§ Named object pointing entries

****************

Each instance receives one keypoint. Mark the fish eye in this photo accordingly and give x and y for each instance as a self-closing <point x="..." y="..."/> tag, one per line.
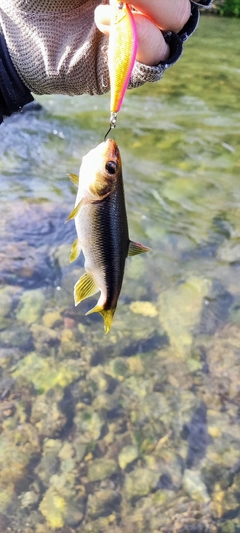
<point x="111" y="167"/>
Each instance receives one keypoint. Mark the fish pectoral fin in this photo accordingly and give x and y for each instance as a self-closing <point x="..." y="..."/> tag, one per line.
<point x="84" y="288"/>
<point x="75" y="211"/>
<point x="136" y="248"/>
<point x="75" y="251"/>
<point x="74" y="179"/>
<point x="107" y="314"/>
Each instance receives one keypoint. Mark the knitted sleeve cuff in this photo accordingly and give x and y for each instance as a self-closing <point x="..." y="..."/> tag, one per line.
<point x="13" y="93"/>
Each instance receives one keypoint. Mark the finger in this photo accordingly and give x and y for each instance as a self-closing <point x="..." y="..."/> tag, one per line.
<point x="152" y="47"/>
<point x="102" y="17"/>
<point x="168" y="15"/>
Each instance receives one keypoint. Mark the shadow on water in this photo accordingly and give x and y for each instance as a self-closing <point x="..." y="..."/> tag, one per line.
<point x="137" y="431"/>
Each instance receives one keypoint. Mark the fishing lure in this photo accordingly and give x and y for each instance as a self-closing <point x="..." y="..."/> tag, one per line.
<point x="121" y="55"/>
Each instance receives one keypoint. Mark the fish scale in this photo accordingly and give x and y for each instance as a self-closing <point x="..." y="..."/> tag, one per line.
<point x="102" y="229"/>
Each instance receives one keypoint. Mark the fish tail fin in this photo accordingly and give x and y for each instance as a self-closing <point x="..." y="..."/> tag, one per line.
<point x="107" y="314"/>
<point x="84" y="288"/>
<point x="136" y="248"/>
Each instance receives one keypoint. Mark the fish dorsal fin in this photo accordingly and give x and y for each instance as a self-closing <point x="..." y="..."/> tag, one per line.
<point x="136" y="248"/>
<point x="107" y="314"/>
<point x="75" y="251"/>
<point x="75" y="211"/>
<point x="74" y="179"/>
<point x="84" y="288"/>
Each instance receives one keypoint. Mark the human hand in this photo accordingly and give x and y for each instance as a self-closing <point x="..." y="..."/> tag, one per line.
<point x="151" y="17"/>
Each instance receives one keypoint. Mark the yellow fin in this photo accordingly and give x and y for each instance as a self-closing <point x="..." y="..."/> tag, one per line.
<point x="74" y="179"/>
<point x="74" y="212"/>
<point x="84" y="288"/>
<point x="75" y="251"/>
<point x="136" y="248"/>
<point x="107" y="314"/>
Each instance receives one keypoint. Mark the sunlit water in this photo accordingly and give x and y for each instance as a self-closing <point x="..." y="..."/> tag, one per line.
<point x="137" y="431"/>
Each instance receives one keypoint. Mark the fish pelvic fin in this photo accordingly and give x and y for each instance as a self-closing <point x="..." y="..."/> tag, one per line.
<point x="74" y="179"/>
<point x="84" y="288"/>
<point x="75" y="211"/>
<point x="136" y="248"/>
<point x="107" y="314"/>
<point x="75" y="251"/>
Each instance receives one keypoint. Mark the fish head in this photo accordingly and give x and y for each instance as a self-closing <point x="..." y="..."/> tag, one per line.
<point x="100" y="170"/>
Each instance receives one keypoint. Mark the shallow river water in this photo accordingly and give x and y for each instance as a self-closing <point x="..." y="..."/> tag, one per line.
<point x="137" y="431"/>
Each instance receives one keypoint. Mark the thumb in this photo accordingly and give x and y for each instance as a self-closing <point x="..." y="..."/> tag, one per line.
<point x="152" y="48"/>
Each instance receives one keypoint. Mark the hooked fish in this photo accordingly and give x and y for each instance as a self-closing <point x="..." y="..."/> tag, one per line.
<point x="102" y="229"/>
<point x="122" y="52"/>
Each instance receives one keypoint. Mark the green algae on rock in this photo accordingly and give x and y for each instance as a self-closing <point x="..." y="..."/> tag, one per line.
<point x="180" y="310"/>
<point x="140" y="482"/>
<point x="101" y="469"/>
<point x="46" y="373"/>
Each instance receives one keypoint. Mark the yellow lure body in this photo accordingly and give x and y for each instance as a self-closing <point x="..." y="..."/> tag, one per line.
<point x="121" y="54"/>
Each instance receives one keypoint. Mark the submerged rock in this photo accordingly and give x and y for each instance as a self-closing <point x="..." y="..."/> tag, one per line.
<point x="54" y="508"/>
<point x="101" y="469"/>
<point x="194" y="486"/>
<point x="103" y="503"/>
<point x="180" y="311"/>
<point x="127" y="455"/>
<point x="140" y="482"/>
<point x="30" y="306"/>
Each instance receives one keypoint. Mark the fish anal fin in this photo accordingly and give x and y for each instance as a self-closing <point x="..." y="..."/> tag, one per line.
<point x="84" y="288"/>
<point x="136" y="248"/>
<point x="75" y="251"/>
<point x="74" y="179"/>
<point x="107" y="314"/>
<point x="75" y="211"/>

****************

Repeat each entry exactly as given; no pictures belong in the copy.

§ The reply
Each instance receives one keypoint. Mark the fish eye in this photo accordingly and give x and y for each instance as a self-closing <point x="..." y="..."/> tag, one per line.
<point x="111" y="167"/>
Each instance receives one keypoint. Mark the fish pectoral fin in this photo accordingly and give x and y for each instance as a self-closing <point x="..." y="..."/> tag, one per line.
<point x="84" y="288"/>
<point x="75" y="211"/>
<point x="136" y="248"/>
<point x="75" y="251"/>
<point x="74" y="179"/>
<point x="107" y="314"/>
Each instance receives one keypoint. Mark the knitted sleeve cuff in this photo accordingly and give x and y for each instance as a self-closing <point x="..." y="..."/> tag, one per line.
<point x="13" y="93"/>
Each instance receives one keypoint. Mark the finger in this photo accordingly and give x and y for each instance as a self-closing <point x="..." y="..."/> tag, one per line.
<point x="152" y="47"/>
<point x="102" y="17"/>
<point x="168" y="15"/>
Each instance receives one keypoint. Mark the shadow on water in this photo accordingly and give x and y for each instance as a self-closing <point x="..." y="..."/> tag, one per line.
<point x="137" y="431"/>
Each instance receives one keypoint. Mark the fishing lure in this photo accordingly and give x and y for each instance as a self-closing <point x="..." y="..."/> tag, one per line.
<point x="121" y="55"/>
Each instance receives one keypoint. Mark the fish scale in this photo accordingly and give x and y for each instance as a self-closing <point x="..." y="..."/> tag, one per line.
<point x="102" y="229"/>
Each instance receives one keypoint. Mark the fish tail fin in this photo accordingly and give x and y for each instance as a self-closing <point x="..." y="..."/> tag, one per line.
<point x="107" y="314"/>
<point x="84" y="288"/>
<point x="136" y="248"/>
Each instance receives one keypoint. Mark the fish dorsal fin in this photo accordingly and give x and y for each instance as a self-closing <point x="..." y="..."/> tag, one per line.
<point x="136" y="248"/>
<point x="107" y="314"/>
<point x="75" y="251"/>
<point x="75" y="211"/>
<point x="74" y="179"/>
<point x="84" y="288"/>
Each instance receives one keypoint. Mark the human hand in this photo accordingly and give x and y for each instance as a self-closing <point x="..." y="..."/> tag, one per line.
<point x="151" y="17"/>
Each instance receives one keypoint. Mark the yellow fin in this photo accordingly and give x and y for each instance as a self-closing <point x="..." y="..."/> tag, one per line.
<point x="74" y="179"/>
<point x="74" y="212"/>
<point x="84" y="288"/>
<point x="75" y="251"/>
<point x="136" y="248"/>
<point x="107" y="314"/>
Each instance receives one keypoint. Mark the sunlit water in this photo accordingly and give x and y for each instance as a self-closing <point x="..." y="..."/> tag, one per line.
<point x="137" y="431"/>
Each instance receives one keypoint. Mark the fish pelvic fin in this photo accordingly and give x and y for each instance as a self-closing <point x="..." y="..."/> tag, one per line.
<point x="74" y="179"/>
<point x="84" y="288"/>
<point x="75" y="211"/>
<point x="136" y="248"/>
<point x="107" y="314"/>
<point x="75" y="251"/>
Each instance receives one keypoint. Mark the fish head in this photo accordingly and give x and y for each instance as a self-closing <point x="..." y="..."/> tag, one per line.
<point x="100" y="170"/>
Each instance receives one keypoint. Mark the shallow river water in this photo accordingly and give x and y for each instance as a self-closing <point x="..." y="..."/> tag, one per line.
<point x="137" y="431"/>
Each instance receives one keypoint. Mark the thumb in this photo accordingly and give x and y for each instance as a self-closing <point x="..." y="..."/> tag, one per line.
<point x="152" y="48"/>
Each instance receives one keypoint. Mark the hooked fish in this photo accordingly and give x and y for each instance as a self-closing <point x="..." y="..."/> tag, one per line.
<point x="102" y="229"/>
<point x="122" y="52"/>
Each instance receives one keypoint. Mark the green algae on rock in this photo accordingly and give x and y for each instance as a self-closing <point x="..." y="..."/> tag, one per line.
<point x="180" y="310"/>
<point x="140" y="482"/>
<point x="101" y="469"/>
<point x="46" y="373"/>
Each instance receives one keypoint. Mark the yellow lure body in this photo accordingly and give x and y for each instance as a self-closing <point x="..." y="..."/> tag, one per line.
<point x="121" y="54"/>
Each instance receives one keypoint. Mark the submerged rock in this photo accordingly and give x and y for each instance as a self-closing <point x="..." y="..."/> tag, one per line.
<point x="54" y="508"/>
<point x="101" y="469"/>
<point x="194" y="486"/>
<point x="103" y="503"/>
<point x="180" y="311"/>
<point x="127" y="455"/>
<point x="140" y="482"/>
<point x="30" y="306"/>
Each instance receives one keypoint. Mark the fish anal fin in this photo accordingly and give x and y for each instance as a self-closing <point x="..." y="..."/> tag, one per line.
<point x="84" y="288"/>
<point x="136" y="248"/>
<point x="75" y="251"/>
<point x="74" y="179"/>
<point x="107" y="314"/>
<point x="75" y="211"/>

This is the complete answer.